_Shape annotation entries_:
______
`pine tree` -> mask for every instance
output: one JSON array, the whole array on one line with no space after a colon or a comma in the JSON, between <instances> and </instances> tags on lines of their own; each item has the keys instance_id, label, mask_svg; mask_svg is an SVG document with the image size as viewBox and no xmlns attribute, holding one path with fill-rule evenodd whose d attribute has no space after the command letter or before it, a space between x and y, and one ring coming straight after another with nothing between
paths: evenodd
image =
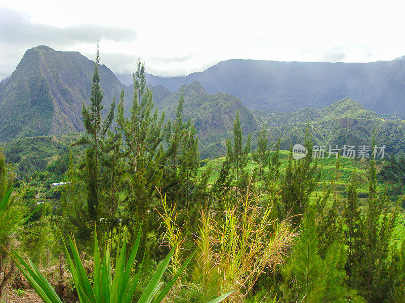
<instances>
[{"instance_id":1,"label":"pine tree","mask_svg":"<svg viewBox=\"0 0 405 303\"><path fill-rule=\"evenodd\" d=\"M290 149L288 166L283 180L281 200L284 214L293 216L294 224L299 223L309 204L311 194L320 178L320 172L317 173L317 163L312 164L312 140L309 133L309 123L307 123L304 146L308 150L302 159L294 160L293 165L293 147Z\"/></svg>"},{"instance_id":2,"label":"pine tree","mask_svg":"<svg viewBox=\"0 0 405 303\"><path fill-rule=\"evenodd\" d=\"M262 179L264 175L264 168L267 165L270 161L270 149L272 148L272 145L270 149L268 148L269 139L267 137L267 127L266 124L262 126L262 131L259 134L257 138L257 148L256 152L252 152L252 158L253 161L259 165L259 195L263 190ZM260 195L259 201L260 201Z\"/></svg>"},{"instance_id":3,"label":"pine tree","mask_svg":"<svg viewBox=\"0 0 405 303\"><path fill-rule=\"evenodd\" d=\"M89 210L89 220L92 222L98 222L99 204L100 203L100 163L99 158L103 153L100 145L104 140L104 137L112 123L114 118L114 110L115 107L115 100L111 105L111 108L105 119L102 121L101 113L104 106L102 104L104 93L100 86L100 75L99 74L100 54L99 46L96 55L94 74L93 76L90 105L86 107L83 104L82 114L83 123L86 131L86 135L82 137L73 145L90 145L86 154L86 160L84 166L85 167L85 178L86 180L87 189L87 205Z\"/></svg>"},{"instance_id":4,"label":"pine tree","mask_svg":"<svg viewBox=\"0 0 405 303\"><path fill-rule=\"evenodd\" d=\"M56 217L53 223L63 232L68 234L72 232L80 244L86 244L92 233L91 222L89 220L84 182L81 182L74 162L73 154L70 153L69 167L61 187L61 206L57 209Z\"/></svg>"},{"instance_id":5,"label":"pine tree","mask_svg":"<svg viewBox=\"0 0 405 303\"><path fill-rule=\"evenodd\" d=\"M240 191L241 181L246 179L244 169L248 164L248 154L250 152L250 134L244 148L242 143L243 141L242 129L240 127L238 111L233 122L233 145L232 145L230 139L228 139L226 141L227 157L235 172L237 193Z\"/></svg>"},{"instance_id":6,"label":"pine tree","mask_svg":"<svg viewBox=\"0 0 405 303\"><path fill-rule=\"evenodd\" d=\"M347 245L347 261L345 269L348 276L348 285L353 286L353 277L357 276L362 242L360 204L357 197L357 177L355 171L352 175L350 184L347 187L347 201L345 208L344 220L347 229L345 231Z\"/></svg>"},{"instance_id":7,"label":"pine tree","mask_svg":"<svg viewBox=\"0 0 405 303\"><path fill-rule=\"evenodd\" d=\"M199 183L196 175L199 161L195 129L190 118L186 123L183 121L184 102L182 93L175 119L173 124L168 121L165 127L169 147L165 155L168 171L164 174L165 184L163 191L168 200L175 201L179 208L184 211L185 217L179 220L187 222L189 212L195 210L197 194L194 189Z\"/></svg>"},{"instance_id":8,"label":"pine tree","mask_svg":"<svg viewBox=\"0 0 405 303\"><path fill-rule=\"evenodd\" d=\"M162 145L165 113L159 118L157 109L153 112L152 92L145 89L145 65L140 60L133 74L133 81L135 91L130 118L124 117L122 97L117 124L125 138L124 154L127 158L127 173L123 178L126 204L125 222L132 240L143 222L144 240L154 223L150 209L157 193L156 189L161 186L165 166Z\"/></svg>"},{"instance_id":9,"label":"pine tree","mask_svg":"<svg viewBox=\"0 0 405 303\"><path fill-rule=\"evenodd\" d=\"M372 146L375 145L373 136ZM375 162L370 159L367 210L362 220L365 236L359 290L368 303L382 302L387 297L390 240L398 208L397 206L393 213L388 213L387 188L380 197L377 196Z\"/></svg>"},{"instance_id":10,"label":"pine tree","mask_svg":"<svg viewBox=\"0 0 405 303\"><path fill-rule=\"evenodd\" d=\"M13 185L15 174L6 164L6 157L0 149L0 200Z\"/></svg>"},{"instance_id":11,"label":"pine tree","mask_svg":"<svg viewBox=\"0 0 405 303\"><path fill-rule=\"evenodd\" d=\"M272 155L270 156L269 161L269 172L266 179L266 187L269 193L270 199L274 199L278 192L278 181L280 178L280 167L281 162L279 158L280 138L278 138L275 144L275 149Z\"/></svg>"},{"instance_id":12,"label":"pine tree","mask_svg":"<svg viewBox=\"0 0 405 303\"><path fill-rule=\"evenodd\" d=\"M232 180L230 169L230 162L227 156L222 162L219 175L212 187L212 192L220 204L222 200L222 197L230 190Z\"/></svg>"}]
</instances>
______
_Stated exercise_: Quote in full the listing given above; the images are to be left out.

_Exercise response_:
`pine tree` -> mask for every instance
output: one JSON array, the whole array on one line with no space after a colon or a comma in the JSON, between <instances> and </instances> tags on lines of their own; each item has the keys instance_id, label, mask_svg; mask_svg is an SVG document with the image size as viewBox and no xmlns attribute, holding one path with fill-rule evenodd whose d attribute has no space after the command letter or before it, a space between x and y, and one ring coming straight after another with nothing between
paths: evenodd
image =
<instances>
[{"instance_id":1,"label":"pine tree","mask_svg":"<svg viewBox=\"0 0 405 303\"><path fill-rule=\"evenodd\" d=\"M290 149L288 166L283 180L281 200L284 214L293 216L294 224L299 223L309 204L311 194L320 178L320 172L317 173L317 163L312 164L312 140L309 133L309 123L307 123L304 146L308 150L302 159L294 160L293 165L293 147Z\"/></svg>"},{"instance_id":2,"label":"pine tree","mask_svg":"<svg viewBox=\"0 0 405 303\"><path fill-rule=\"evenodd\" d=\"M262 179L264 175L264 168L267 165L270 161L270 149L272 148L272 145L270 149L268 148L269 139L267 137L267 127L266 124L262 126L262 131L259 134L257 138L257 148L256 152L252 152L252 158L253 161L259 165L259 195L263 190ZM260 195L259 201L260 201Z\"/></svg>"},{"instance_id":3,"label":"pine tree","mask_svg":"<svg viewBox=\"0 0 405 303\"><path fill-rule=\"evenodd\" d=\"M89 210L89 220L92 222L98 222L99 204L100 203L100 163L99 158L103 153L100 145L104 140L104 137L112 123L114 118L114 110L115 107L115 100L111 105L111 108L105 119L102 121L101 113L104 106L102 104L104 93L100 86L100 75L99 74L100 54L99 46L96 55L94 74L93 76L90 105L86 107L83 104L82 114L83 123L86 131L86 135L82 137L73 145L90 145L86 154L86 160L84 166L85 167L85 178L86 180L87 189L87 205Z\"/></svg>"},{"instance_id":4,"label":"pine tree","mask_svg":"<svg viewBox=\"0 0 405 303\"><path fill-rule=\"evenodd\" d=\"M56 217L53 223L63 232L68 234L72 232L80 244L86 244L92 233L91 222L89 220L84 182L81 182L74 162L73 154L70 153L69 167L61 187L61 206L57 209Z\"/></svg>"},{"instance_id":5,"label":"pine tree","mask_svg":"<svg viewBox=\"0 0 405 303\"><path fill-rule=\"evenodd\" d=\"M240 191L241 181L246 179L244 169L248 164L248 154L250 152L250 134L244 148L242 143L243 141L242 129L240 127L238 111L233 122L233 145L232 145L230 139L228 139L226 141L227 157L235 172L237 193Z\"/></svg>"},{"instance_id":6,"label":"pine tree","mask_svg":"<svg viewBox=\"0 0 405 303\"><path fill-rule=\"evenodd\" d=\"M347 245L347 261L345 269L348 276L348 285L353 286L353 277L357 276L362 242L360 204L357 197L357 177L355 171L352 175L350 184L347 187L347 201L345 208L344 220L347 229L345 231Z\"/></svg>"},{"instance_id":7,"label":"pine tree","mask_svg":"<svg viewBox=\"0 0 405 303\"><path fill-rule=\"evenodd\" d=\"M199 183L196 175L199 161L195 129L190 118L186 123L183 121L184 102L182 93L175 119L173 124L168 121L165 127L169 147L165 155L168 171L164 174L165 184L163 191L168 200L175 201L179 208L184 211L185 217L179 220L187 222L189 212L195 210L197 194L194 189Z\"/></svg>"},{"instance_id":8,"label":"pine tree","mask_svg":"<svg viewBox=\"0 0 405 303\"><path fill-rule=\"evenodd\" d=\"M162 145L165 113L159 118L157 109L153 112L152 92L145 89L145 65L140 60L133 74L133 81L135 91L130 118L124 117L122 97L117 124L125 138L124 154L127 158L127 173L123 178L126 204L125 222L132 240L143 222L144 240L154 223L150 209L157 193L156 189L161 186L165 166Z\"/></svg>"},{"instance_id":9,"label":"pine tree","mask_svg":"<svg viewBox=\"0 0 405 303\"><path fill-rule=\"evenodd\" d=\"M372 146L375 145L373 136ZM375 162L370 159L367 210L362 220L365 236L359 290L368 303L382 302L387 297L390 240L398 208L397 206L393 213L388 213L387 188L380 197L377 196Z\"/></svg>"},{"instance_id":10,"label":"pine tree","mask_svg":"<svg viewBox=\"0 0 405 303\"><path fill-rule=\"evenodd\" d=\"M13 185L15 174L6 164L6 157L0 149L0 200Z\"/></svg>"},{"instance_id":11,"label":"pine tree","mask_svg":"<svg viewBox=\"0 0 405 303\"><path fill-rule=\"evenodd\" d=\"M272 155L270 156L269 161L269 172L266 179L266 187L269 193L270 199L274 199L278 192L278 181L280 178L280 167L281 162L279 158L280 138L278 138L275 144L275 149Z\"/></svg>"},{"instance_id":12,"label":"pine tree","mask_svg":"<svg viewBox=\"0 0 405 303\"><path fill-rule=\"evenodd\" d=\"M232 180L230 169L230 162L227 156L222 162L219 175L212 187L212 192L220 204L222 200L222 197L230 190Z\"/></svg>"}]
</instances>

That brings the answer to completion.